(Beginning of Source passage)

Finnish priest (1808–1867)

Henrik Heikel (14 January 1808 – 14 March 1867) was a Finland-Swedish educator and Lutheran pastor.

== Life ==
Heikel was born in Oulu, Finland in 1808. He began his studies in 1823, receiving his master of philosophy degree in 1832. Heikel became a lecturer in philosophy and natural history at Åbo Gymnasium in Turku (Åbo) in 1835 and vicar of the Evangelical Lutheran Church of Finland in Pedersöre in 1861. Heikel took a great interest in many public affairs and held a position in the Diet of Finland in 1863–1864 and 1867. He donated funds for the establishment of a children's school in Turku. At his own expense he set up a home for the deaf in Pedersöre in 1861, which was later taken over by the state. During the last famine in Finland he lent 30,000 marks to peasants. As an educator he published Lärobok i geometrien (Textbook in Geometry'), containing six books of Euclid's Elements and practical applications (3rd edition 1871).

Heikel married Wilhelmina Johanna Schauman and had eleven children. His children included Viktor Heikel, a gymnastics teacher and educator; Felix Heikel, a bank manager and politician; and Anna Heikel, an educator and head of the school for the deaf founded along with her father. He was also the uncle of philologist and historian Ivar Heikel and grandfather of ethnologist Yngvar Heikel.

(End of Source passage)

- Work order 1
Quote the passage on Henrik Heikel word for word, everything from "Heikel married Wilhelmina" down to "ethnologist Yngvar Heikel.".
- Work order 2
Extend the passage on Henrik Heikel, picking up after its final sentence.
The lines after this point come from a separate source.

(Beginning of Extracted entries)

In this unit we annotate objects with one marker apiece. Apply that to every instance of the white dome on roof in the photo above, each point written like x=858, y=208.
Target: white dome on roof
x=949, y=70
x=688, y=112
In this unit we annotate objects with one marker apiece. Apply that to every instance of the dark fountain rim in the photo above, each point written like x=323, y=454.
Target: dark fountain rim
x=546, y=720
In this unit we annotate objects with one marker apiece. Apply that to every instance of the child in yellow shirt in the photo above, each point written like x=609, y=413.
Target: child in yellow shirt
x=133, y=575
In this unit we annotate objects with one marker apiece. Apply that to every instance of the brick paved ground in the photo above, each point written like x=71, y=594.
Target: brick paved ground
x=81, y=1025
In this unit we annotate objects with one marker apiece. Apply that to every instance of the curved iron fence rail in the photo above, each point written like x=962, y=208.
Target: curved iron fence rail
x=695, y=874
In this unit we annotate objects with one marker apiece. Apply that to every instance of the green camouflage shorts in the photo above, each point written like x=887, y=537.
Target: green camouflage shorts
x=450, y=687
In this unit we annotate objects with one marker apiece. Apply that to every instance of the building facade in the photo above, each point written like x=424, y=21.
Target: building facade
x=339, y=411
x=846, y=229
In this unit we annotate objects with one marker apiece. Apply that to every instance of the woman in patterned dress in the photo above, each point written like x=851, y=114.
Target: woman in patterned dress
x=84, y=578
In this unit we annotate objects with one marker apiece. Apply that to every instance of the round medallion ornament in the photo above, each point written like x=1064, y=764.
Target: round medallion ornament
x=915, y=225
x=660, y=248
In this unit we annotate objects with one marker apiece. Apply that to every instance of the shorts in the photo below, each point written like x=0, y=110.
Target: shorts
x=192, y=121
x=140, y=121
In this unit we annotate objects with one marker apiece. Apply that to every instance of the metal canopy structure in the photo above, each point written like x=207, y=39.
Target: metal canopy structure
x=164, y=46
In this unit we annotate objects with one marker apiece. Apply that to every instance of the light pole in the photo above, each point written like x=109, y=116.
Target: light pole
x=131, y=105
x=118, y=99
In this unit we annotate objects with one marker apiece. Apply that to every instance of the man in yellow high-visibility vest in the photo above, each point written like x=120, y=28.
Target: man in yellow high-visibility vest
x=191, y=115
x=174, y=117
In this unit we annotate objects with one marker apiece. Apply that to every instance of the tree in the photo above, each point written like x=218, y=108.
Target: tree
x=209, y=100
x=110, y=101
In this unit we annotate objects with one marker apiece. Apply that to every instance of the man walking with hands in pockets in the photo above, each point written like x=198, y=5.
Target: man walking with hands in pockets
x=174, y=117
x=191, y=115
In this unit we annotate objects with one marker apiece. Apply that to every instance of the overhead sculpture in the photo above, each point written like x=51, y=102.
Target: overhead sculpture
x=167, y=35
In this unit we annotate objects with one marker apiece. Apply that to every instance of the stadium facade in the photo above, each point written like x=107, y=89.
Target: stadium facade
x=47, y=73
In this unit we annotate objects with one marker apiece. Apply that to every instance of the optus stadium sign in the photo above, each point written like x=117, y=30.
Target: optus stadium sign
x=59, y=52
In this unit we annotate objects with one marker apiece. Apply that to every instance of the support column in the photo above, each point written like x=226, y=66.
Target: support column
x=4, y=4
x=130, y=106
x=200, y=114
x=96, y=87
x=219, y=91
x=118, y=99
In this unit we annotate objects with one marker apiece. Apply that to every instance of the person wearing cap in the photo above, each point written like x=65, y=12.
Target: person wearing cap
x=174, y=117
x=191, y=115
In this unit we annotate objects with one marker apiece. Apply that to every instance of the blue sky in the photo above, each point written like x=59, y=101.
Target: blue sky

(End of Extracted entries)

- Answer area 1
Heikel married Wilhelmina Johanna Schauman and had eleven children. His children included Viktor Heikel, a gymnastics teacher and educator; Felix Heikel, a bank manager and politician; and Anna Heikel, an educator and head of the school for the deaf founded along with her father. He was also the uncle of philologist and historian Ivar Heikel and grandfather of ethnologist Yngvar Heikel.

- Answer area 2
=== Relationship with the Baptists ===
Heikel and his family also have a place in the history of the Baptists in Finland. In 1859, a number of members of the growing Baptist movement faced hearings in front of the Bishop's Chapter at the Turku Cathedral. Among the Lutheran clergy present was Heikel, who took an interest in the Baptists' beliefs and spoke to them to learn more, although he did not convert. After moving to Pedersöre in 1860, he and his family maintained a connection with the Baptists in Åland. After Heikel's death in Helsinki in 1867, both his son Viktor (co-founder of the Nya svenska samskolan) and daughter Anna were baptized in Stockholm by the Baptists. After Anna's return, she began to hold meetings and share material on Baptist teachings. The family received a visit from a Baptist pastor who had been at the hearing with Heikel ten years earlier; they held meetings and his preaching led to more conversions to the movement.

Heikel's daughter Anna was also director and teacher of the Home for the Deaf, which operated until 1932.